"""
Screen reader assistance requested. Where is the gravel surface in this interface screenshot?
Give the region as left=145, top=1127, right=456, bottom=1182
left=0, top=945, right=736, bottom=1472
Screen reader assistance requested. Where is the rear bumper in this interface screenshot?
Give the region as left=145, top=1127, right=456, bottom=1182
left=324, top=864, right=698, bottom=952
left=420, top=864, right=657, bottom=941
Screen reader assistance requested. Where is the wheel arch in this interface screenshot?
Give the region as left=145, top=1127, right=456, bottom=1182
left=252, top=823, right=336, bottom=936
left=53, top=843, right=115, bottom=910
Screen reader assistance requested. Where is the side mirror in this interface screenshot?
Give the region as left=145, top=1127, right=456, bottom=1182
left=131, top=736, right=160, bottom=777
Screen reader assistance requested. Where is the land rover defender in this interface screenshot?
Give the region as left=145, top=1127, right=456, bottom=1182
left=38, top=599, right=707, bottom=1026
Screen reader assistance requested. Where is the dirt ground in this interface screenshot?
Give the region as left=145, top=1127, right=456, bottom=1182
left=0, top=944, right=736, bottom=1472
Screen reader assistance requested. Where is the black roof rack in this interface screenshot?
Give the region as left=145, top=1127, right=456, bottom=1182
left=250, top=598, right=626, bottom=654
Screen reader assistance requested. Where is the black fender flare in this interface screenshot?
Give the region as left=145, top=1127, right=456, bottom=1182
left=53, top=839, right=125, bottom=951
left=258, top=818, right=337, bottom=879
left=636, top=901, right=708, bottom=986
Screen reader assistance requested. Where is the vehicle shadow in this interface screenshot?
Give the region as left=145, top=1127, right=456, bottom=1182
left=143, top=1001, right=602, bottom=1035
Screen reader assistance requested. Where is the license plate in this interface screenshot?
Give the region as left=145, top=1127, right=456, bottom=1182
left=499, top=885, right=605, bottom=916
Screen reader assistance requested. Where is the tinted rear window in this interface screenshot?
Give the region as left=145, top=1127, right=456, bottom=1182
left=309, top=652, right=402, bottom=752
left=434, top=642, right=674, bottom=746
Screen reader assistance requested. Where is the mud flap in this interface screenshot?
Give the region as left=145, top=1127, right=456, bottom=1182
"""
# Your goal:
Could you render every line of the items above as a Markdown table with the columns Row and Line, numbering each row and leaving out any blank lines?

# Finished answer:
| Row | Line |
|---|---|
| 1 | Screen reader assistance requested. Where is the gravel surface in this interface screenshot? |
| 2 | Give the region as left=145, top=1127, right=456, bottom=1182 |
| 3 | left=0, top=945, right=736, bottom=1472 |
| 4 | Screen reader assistance requested. Where is the rear bumper in this interface screenshot? |
| 5 | Give the region as left=145, top=1127, right=456, bottom=1182 |
| 6 | left=324, top=864, right=698, bottom=952 |
| 7 | left=420, top=864, right=657, bottom=941 |
| 8 | Screen reader assistance requested. Where is the wheel arch in this interface screenshot? |
| 9 | Give the region as left=145, top=1127, right=456, bottom=1182 |
| 10 | left=252, top=823, right=336, bottom=936 |
| 11 | left=53, top=843, right=115, bottom=910 |
| 12 | Screen reader assistance requested. Where is the side mirror in this interface screenshot? |
| 13 | Give the region as left=145, top=1127, right=456, bottom=1182 |
| 14 | left=131, top=736, right=160, bottom=777 |
| 15 | Screen reader assistance requested. Where is the land rover defender in this interface screenshot? |
| 16 | Give the region as left=145, top=1127, right=456, bottom=1182 |
| 17 | left=38, top=599, right=707, bottom=1026 |
| 18 | Screen reader assistance requested. Where is the dirt ground in this interface screenshot? |
| 19 | Give the region as left=145, top=1127, right=456, bottom=1182 |
| 20 | left=0, top=944, right=736, bottom=1472 |
| 21 | Screen reader assistance requested. Where is the black roof rack in this interface screenshot? |
| 22 | Give the region as left=145, top=1127, right=456, bottom=1182 |
| 23 | left=250, top=598, right=626, bottom=654 |
| 24 | Screen reader assistance requested. Where is the black fender flare in this interface screenshot? |
| 25 | Give the region as left=145, top=1127, right=456, bottom=1182 |
| 26 | left=53, top=839, right=125, bottom=951 |
| 27 | left=258, top=818, right=337, bottom=879 |
| 28 | left=636, top=901, right=708, bottom=986 |
| 29 | Screen reader assistance requested. Where is the vehicle shadow in this interface screenshot? |
| 30 | Give the region as left=145, top=1127, right=456, bottom=1182 |
| 31 | left=143, top=1001, right=602, bottom=1035 |
| 32 | Screen reader assistance requested. Where is the license plate in this interface screenshot? |
| 33 | Give the region as left=145, top=1127, right=456, bottom=1182 |
| 34 | left=499, top=885, right=605, bottom=916 |
| 35 | Screen reader assistance requested. Where is the tinted rear window in this interface screenshot? |
| 36 | Give the region as left=145, top=1127, right=456, bottom=1182 |
| 37 | left=309, top=652, right=402, bottom=752 |
| 38 | left=434, top=642, right=674, bottom=746 |
| 39 | Screen reader assistance requested. Where is the mud flap in this interface screenshot? |
| 40 | Give the region as left=145, top=1127, right=456, bottom=1182 |